» Document segment:
+++

Ben Jonson is reputed to have said that

"John Donne was the first poet in the world in some things" That he was radically different from his predecessors is unmistakable and in this essay I will explore the probable reasons for this singularity and look at how it is chiefly manifested in his poetry.

Probably the single most significant factor that differentiated Donne from his fellow poets and undoubtedly had a profound effect on his work was his Catholicism. Belonging to this faith in the late sixteenth and early seventeenth centuries meant at best that one could not attend university, hold public office or attend Court. At worst it meant persecution, imprisonment, torture and execution. Donne was educated at home by Catholic tutors, reputedly anxious for a martyr's death themselves and he was often taken to see the public hanging, emasculation and disembowelling of priests supposedly in the hope that it would instil in him some sense of the heroicism of martyrdom. He was in his own words

"ever kept awake in the meditation of martyrdom" and had

"(his) first breeding and conversation with men of suppressed

and afflicted religion, accustomed to the despite of death

and hungry of an imagined martyrdom"

There appears, however, to have been little of the martyr in Donne

but his early love sonnets which generally describe the arrogant

seduction of the wives and daughters of the bourgeoisie that rejected

him display a great deal of the resentment he felt towards

society and it has been suggested that their explicit sexual

content may well have been a form of socio-religious protest

provoked by the common torture used at the time of

emasculating Catholic rebels.

+++

» Entries shown:
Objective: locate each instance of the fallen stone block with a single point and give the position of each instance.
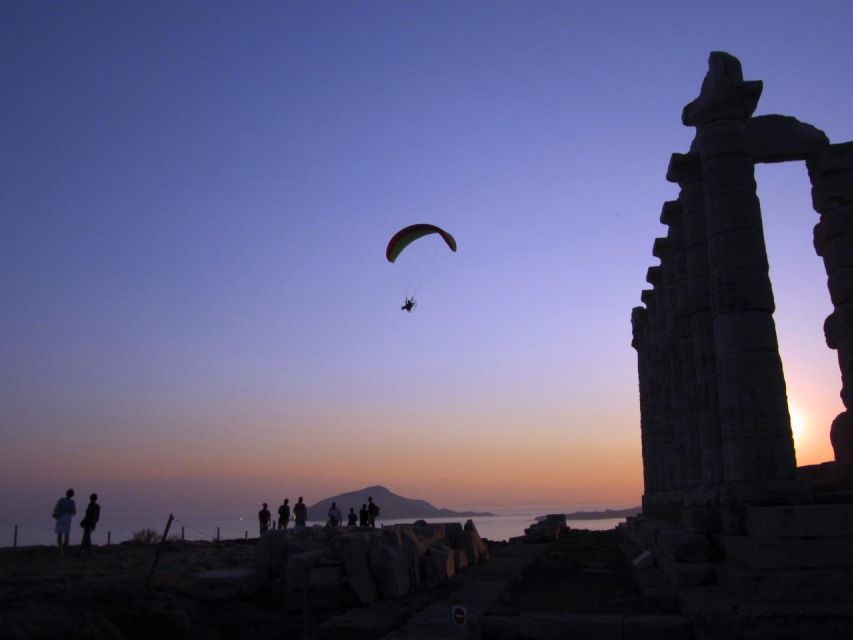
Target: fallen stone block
(777, 553)
(784, 585)
(684, 546)
(390, 569)
(225, 584)
(657, 628)
(800, 521)
(560, 626)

+++

» Task brief: Please resume the essay on John Donne above, continuing from its last sentence.

» Exercise result:
Another aspect of Donne's early life which undoubtedly affected his work was the death of his father when he was just four years old. Donne's mother remarried almost immediately but despite Donne's infancy at the time he recalled his father's 'love and care' throughout his life yet rarely mentions his mother in any of his writing. This is perhaps significant and undoubtedly the loss of a favoured parent coupled with society's rejection of him must certainly have added to his sense of isolation. His father remained an important part of his thoughts throughout his life and Donne agonised in the Holy Sonnets over whether his dead father in heaven realised how determinedly his son was struggling against evil. Donne's rebellion against the repression of his faith appears, however, to have been a private one. Just three years after the Armada he appears in a small portrait under the caption

"Antes muerto que mudado"-Sooner dead than changed. This was undoubtedly an affront to English patriotism and potentially very dangerous during the times he was living in, but the picture was kept secretly and only displayed to a few close friends. It bespoke bravado but kept its bravado to itself-a wise course of action to follow but also typical of Donne throughout his life. Donne's desire for privacy and an image of being a solitary outsider in the Sonnets and Satires contrasts with the young man eager for social acceptance at Lincoln's Inn where he trained as a lawyer after leaving school. There he wrote flattering verse letters to friends and was voted Master of Revels, but even then the very complexity of his poetry served to exclude a wide readership and flattered the intelligence of those who could 'understand' it. He refused to be published (an ungentlemanly thing to do) and made his friends to whom he sent copies of his work promise not to more widely distribute it. He published once ("Anniversaries~) when in dire financial straits and is reputed to have instantly regretted it. Donne seems to have had an extreme anxiety about protecting his imaginative life from the invasive claims of the real world. He often belittles his work in letters to friends possibly hoping that this will forestall any deep investigation and it has also been suggested that he wished to ensure he didn't hinder his own progress in the world with satires that would cause offence and 'shameful' love elegies.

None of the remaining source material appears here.